• WHAT THIS TASK INVOLVES
Using the entries that follow, write out the line containing "Target: shopping cart", the line containing "Target: white price sign", and every line between them, exactly and nothing else.

• INFORMATION PROVIDED
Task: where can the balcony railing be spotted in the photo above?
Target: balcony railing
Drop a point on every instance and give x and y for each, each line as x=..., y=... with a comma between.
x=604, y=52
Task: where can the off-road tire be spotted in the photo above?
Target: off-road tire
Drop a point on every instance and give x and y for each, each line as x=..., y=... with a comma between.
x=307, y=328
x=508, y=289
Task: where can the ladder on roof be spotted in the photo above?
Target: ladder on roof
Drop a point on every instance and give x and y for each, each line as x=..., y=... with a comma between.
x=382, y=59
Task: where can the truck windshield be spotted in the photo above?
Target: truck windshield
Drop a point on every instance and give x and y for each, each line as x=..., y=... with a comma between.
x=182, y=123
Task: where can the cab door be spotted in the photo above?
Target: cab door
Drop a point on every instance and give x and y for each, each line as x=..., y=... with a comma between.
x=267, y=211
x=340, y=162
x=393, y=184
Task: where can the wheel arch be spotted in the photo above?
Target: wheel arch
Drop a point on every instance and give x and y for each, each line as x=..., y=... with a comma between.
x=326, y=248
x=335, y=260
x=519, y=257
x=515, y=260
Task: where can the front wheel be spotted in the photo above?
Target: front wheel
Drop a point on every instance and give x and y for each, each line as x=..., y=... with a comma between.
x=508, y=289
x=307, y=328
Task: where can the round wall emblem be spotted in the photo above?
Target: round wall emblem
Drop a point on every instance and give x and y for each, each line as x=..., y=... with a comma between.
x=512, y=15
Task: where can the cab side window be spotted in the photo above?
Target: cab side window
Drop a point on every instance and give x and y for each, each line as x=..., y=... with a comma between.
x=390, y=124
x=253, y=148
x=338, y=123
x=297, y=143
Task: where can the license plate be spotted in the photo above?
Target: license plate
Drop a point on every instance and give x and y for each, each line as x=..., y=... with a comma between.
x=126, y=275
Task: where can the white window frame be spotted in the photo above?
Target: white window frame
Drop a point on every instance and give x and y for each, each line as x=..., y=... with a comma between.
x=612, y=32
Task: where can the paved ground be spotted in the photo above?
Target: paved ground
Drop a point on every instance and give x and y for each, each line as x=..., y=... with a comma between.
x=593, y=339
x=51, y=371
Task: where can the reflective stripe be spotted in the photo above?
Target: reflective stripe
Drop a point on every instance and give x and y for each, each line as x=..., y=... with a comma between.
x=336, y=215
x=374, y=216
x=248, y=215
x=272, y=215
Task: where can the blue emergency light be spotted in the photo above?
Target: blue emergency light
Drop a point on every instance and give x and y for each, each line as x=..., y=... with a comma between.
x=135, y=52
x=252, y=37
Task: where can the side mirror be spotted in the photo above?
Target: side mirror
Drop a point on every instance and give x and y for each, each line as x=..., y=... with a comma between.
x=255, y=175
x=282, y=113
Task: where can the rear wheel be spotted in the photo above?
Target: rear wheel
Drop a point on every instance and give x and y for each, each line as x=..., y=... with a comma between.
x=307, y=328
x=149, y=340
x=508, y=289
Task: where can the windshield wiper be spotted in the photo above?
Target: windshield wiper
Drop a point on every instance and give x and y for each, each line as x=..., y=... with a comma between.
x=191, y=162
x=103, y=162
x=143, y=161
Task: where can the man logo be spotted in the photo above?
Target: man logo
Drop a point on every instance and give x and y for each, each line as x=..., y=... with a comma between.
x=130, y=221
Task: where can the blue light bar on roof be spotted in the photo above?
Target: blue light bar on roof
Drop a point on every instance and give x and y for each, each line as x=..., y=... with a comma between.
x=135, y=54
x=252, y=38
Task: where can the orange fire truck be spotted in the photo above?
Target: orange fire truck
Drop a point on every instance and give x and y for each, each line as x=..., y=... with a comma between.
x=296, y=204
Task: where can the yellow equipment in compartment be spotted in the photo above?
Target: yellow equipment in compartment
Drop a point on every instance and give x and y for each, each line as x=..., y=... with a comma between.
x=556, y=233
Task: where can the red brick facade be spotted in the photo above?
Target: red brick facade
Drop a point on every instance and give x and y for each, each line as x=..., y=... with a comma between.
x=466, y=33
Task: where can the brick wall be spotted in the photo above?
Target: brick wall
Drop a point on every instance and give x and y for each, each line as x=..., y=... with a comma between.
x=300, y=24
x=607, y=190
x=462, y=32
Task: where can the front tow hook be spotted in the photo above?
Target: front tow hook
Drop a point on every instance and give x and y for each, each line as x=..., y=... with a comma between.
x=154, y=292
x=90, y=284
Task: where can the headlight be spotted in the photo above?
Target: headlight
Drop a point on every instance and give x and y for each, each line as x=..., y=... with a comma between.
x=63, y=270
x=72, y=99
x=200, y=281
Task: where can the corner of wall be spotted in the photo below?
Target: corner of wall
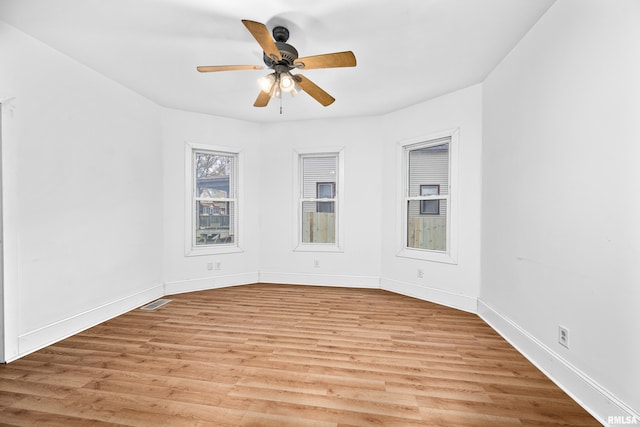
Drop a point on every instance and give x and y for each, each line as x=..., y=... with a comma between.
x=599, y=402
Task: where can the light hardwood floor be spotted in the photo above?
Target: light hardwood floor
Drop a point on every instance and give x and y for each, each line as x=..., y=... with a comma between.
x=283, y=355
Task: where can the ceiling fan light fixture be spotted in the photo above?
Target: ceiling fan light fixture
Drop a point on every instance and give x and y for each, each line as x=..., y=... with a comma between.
==
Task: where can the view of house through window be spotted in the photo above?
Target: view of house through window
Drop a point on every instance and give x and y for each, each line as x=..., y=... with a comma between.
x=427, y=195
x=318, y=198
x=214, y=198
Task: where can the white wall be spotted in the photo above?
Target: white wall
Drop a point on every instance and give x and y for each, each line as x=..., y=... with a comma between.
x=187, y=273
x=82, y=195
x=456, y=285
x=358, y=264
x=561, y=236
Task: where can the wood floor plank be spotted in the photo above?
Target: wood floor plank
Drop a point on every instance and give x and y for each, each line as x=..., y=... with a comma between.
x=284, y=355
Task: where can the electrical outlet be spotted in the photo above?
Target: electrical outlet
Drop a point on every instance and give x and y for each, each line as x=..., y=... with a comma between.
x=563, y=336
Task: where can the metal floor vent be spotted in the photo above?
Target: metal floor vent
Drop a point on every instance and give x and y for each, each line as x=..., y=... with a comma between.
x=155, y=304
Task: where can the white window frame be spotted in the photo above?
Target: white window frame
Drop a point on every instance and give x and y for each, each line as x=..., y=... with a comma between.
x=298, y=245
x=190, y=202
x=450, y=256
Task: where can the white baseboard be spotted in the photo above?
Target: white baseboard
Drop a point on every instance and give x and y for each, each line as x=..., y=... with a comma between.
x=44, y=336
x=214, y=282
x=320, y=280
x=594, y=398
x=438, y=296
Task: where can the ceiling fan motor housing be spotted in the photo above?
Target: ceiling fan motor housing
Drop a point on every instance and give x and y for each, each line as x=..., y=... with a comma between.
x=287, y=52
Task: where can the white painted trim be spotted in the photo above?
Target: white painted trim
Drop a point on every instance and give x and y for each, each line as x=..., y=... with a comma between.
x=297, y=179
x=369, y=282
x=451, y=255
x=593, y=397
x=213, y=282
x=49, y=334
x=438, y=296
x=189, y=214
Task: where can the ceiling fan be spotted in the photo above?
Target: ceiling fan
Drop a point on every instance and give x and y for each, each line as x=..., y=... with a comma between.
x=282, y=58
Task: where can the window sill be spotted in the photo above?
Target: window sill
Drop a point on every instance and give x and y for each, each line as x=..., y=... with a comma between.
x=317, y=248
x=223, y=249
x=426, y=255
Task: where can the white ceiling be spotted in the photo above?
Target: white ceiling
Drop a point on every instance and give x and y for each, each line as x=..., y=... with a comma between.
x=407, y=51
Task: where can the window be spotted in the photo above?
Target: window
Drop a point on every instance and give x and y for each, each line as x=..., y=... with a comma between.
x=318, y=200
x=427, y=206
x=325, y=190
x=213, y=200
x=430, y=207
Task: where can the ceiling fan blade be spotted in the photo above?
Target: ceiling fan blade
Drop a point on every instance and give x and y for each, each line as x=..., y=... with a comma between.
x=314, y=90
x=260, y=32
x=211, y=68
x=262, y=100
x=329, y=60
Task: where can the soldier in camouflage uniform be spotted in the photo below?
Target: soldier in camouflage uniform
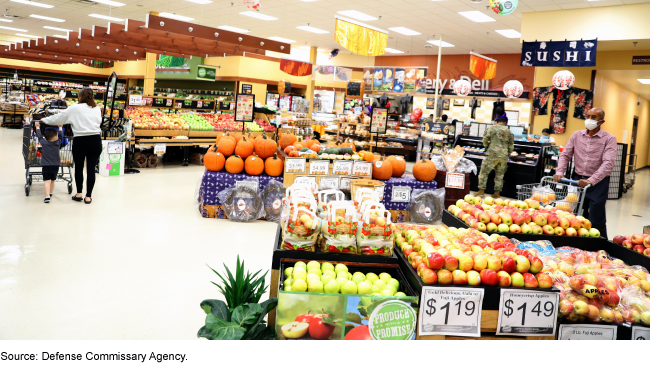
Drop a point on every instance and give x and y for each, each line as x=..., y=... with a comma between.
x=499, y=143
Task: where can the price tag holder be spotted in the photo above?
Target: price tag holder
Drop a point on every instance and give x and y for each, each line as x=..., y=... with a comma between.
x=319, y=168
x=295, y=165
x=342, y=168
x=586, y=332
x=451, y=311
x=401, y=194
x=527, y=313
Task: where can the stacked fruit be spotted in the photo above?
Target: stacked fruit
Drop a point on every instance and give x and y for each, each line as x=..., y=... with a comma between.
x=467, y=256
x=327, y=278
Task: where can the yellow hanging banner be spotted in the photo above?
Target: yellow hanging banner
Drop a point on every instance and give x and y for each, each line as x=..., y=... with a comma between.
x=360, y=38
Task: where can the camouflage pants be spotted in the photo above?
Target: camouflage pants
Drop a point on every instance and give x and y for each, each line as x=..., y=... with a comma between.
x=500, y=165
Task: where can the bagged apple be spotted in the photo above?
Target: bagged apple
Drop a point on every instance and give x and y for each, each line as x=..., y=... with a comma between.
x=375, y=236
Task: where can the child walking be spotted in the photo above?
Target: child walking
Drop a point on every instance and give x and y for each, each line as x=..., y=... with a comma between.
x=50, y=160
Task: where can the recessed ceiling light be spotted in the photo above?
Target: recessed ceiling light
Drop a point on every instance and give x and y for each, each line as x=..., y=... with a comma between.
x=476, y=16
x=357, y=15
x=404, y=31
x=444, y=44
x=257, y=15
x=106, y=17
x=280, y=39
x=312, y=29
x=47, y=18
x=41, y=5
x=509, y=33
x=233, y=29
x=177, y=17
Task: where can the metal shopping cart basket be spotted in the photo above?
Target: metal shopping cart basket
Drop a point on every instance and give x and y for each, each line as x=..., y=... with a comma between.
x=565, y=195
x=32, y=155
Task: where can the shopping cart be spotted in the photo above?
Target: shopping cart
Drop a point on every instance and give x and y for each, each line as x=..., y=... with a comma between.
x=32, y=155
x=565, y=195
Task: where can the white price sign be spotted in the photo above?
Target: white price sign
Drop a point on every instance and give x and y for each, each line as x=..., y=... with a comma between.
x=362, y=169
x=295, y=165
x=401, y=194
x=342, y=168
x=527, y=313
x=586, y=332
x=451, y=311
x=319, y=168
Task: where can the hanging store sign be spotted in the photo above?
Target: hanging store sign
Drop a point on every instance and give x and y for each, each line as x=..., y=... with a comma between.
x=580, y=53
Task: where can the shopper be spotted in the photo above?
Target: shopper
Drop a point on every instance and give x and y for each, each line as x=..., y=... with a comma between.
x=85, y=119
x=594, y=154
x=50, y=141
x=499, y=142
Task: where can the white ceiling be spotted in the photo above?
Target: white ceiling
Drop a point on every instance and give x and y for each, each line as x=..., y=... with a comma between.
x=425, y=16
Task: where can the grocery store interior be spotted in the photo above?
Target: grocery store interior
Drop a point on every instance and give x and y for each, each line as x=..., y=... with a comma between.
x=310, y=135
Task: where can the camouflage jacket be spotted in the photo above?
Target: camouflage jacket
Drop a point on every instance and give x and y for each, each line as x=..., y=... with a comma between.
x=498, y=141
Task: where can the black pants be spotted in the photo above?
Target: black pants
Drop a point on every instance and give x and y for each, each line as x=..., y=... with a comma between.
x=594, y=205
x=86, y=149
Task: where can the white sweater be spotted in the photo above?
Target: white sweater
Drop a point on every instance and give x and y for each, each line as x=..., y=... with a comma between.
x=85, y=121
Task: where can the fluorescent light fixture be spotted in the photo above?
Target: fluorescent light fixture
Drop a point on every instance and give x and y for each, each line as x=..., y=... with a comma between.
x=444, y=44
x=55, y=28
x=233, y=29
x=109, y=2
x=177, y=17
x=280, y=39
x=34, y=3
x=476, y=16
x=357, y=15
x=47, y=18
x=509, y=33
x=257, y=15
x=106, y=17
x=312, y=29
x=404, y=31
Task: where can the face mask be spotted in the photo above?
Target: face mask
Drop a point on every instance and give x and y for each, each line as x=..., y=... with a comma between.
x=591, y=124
---
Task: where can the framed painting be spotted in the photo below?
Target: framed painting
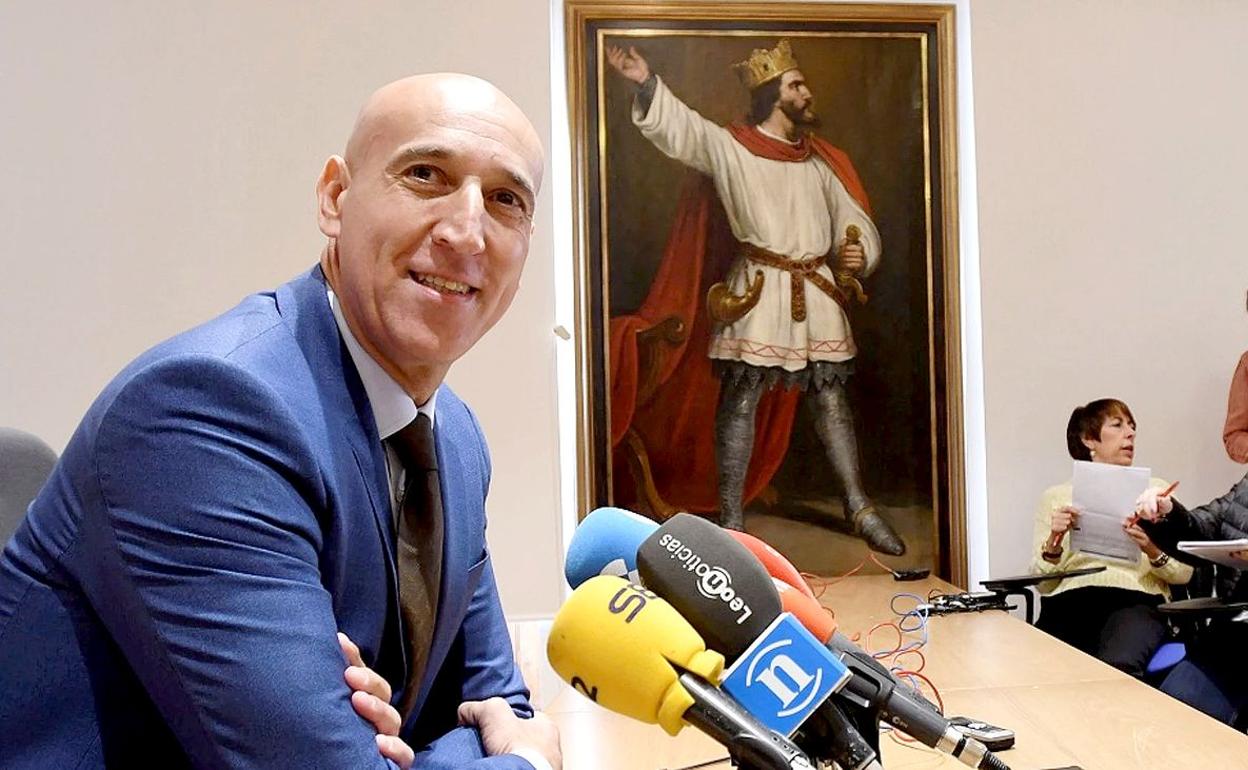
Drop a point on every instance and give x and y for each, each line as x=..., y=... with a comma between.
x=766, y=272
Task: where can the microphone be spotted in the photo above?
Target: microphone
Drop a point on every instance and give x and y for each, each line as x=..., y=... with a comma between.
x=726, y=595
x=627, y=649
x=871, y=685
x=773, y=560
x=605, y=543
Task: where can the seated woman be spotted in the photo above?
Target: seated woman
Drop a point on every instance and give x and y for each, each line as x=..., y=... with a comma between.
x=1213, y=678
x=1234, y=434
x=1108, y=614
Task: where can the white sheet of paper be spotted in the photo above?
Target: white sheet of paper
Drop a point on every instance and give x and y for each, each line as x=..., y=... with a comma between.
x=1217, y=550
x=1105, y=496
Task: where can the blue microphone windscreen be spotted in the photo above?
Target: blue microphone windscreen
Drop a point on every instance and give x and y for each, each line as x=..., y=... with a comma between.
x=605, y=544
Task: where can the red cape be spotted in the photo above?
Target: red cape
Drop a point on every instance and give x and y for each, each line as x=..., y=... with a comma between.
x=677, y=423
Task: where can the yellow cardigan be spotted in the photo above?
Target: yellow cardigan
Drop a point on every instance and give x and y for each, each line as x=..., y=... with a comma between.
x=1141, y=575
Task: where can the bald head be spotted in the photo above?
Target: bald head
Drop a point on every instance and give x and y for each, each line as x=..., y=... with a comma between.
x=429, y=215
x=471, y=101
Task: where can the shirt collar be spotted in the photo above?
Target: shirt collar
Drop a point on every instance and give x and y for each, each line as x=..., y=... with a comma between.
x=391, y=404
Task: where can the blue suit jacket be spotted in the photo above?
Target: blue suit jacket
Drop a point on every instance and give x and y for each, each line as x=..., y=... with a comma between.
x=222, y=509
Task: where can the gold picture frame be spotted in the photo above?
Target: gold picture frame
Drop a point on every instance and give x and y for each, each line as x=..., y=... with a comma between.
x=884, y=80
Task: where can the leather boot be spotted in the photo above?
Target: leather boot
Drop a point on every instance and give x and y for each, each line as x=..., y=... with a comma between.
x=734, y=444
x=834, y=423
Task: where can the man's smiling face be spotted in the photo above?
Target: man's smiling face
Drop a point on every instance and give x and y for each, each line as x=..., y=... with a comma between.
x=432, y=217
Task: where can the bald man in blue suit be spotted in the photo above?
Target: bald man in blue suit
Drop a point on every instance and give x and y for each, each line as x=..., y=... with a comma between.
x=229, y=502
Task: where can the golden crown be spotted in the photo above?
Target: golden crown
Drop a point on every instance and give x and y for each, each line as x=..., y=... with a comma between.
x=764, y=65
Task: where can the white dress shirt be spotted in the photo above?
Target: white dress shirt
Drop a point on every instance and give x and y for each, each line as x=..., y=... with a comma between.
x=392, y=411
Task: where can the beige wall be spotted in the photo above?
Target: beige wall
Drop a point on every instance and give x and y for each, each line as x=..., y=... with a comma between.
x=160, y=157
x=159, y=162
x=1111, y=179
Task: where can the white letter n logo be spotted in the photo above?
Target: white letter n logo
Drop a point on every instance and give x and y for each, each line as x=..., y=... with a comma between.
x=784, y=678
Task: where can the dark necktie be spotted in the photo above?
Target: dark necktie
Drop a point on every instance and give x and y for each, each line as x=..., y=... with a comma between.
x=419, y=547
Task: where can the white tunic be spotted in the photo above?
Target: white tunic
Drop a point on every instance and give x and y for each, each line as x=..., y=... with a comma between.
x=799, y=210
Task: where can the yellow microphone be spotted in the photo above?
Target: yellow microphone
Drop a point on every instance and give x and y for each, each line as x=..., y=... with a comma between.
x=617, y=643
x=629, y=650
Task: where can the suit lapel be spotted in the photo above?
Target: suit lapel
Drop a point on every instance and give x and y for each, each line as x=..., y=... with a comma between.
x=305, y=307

• TASK SOLUTION
Target: shopping cart
Drop a point on every instance and give x and y for each, each line as x=..., y=... with a comma between.
x=32, y=155
x=565, y=195
Task: where can the white price sign be spotted in the photo above?
Target: white price sign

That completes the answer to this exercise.